Records for this task:
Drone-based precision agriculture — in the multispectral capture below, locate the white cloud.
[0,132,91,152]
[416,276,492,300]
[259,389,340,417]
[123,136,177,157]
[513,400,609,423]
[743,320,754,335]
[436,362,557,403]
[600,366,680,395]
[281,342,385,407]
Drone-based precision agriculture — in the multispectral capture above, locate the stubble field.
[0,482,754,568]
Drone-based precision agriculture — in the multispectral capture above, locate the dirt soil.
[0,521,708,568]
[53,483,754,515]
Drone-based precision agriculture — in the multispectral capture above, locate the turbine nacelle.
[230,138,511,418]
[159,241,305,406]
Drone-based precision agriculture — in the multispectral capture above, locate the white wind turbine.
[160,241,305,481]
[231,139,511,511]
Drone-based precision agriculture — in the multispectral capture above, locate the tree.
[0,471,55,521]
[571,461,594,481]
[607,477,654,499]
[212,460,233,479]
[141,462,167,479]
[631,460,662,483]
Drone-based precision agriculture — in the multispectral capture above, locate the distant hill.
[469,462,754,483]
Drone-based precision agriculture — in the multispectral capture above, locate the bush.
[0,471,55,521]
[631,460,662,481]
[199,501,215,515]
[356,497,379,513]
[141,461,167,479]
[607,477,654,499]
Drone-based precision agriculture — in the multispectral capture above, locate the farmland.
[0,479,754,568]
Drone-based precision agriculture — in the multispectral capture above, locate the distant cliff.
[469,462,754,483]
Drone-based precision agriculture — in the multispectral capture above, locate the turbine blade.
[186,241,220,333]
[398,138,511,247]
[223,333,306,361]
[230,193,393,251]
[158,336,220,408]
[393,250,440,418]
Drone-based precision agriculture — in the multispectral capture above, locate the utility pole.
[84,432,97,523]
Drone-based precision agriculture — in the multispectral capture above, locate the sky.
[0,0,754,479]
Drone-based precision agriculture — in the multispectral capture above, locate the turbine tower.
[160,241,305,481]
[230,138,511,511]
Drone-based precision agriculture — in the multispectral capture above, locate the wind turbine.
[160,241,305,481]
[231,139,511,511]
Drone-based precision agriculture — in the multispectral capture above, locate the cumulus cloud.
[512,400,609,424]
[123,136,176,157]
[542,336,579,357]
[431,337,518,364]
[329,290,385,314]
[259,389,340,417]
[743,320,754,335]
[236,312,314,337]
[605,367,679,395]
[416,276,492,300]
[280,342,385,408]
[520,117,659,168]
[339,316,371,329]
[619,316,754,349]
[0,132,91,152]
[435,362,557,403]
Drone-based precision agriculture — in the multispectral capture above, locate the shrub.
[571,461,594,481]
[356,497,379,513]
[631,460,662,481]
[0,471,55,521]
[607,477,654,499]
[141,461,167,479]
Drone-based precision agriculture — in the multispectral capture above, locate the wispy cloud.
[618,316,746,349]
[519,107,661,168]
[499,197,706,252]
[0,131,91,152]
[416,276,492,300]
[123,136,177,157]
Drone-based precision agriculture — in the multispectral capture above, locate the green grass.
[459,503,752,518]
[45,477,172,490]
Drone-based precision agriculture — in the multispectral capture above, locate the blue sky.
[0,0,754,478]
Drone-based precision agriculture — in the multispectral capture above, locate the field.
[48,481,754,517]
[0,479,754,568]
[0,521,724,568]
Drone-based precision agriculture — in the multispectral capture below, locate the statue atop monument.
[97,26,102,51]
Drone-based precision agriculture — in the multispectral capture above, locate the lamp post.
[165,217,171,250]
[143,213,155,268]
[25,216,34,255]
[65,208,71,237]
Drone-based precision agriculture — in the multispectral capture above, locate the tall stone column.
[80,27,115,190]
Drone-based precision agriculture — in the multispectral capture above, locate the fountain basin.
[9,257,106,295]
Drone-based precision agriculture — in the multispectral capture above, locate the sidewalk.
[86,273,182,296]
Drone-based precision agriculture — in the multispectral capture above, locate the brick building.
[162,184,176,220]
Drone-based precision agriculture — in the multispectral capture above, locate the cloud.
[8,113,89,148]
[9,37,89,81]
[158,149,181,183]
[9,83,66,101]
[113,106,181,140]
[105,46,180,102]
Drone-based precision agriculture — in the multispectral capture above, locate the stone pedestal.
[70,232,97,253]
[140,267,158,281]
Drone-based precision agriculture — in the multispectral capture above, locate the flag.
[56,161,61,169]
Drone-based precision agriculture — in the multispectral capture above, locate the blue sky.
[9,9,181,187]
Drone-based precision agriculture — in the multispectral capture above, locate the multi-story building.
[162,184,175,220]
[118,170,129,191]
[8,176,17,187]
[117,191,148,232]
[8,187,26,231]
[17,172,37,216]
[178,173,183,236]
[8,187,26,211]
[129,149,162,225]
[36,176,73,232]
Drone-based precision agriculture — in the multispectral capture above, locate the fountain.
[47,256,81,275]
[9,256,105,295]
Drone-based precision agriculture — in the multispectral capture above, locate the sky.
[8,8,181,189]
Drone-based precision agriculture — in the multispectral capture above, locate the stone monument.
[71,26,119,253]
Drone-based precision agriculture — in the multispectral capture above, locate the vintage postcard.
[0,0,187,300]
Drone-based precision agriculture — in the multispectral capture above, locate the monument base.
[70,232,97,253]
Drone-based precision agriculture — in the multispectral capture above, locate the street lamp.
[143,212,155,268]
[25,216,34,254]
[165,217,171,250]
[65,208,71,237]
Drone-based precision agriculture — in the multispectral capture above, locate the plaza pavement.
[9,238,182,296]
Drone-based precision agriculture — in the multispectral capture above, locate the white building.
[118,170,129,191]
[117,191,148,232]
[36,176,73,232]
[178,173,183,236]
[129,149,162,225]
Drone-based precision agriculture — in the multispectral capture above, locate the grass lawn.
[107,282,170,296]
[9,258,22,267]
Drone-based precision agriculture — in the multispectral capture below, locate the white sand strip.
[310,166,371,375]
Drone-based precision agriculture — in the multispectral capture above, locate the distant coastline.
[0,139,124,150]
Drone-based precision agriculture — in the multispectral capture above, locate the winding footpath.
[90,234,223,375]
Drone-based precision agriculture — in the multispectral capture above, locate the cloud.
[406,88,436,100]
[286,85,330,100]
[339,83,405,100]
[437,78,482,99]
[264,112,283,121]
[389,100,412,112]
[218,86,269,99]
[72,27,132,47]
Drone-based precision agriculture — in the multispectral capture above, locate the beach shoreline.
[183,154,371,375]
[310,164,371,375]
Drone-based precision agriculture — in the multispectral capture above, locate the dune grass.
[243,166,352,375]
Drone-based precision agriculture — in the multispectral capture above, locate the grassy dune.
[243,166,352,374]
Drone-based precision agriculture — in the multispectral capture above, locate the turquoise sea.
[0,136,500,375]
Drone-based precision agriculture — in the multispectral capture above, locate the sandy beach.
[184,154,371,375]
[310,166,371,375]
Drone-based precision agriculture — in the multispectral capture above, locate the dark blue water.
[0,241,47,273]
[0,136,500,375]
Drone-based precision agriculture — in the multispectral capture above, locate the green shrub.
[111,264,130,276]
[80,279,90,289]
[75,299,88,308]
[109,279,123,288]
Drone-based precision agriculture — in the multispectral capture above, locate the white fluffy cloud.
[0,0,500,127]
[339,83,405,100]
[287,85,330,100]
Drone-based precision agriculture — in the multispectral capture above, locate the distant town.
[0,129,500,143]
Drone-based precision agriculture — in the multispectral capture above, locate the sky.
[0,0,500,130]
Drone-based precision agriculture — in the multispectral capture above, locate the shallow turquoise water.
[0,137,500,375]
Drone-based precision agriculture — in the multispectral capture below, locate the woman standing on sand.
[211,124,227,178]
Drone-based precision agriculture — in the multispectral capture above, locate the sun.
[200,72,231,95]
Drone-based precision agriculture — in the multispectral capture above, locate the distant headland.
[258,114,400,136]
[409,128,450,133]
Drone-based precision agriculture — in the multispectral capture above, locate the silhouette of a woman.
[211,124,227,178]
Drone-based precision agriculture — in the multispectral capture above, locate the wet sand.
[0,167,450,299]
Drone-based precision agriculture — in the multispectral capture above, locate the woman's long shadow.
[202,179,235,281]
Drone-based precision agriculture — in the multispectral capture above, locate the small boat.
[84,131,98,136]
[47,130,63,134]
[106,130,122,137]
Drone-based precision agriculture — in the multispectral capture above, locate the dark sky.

What you should do: Rewrite the rows from the line containing "the wispy cloud." through the line containing "[45,477,172,490]", both included, as a numbered list that leaves out any blank lines.

Expected answer:
1. Drone-based precision agriculture — in the multispectral capture above, locate the wispy cloud.
2. [618,316,746,349]
3. [519,107,661,168]
4. [499,197,706,252]
5. [0,131,91,152]
6. [416,276,492,300]
7. [123,136,177,157]
8. Drone-based precision agriculture — in the multispectral capture above, locate the green grass.
9. [459,503,752,518]
10. [45,477,172,490]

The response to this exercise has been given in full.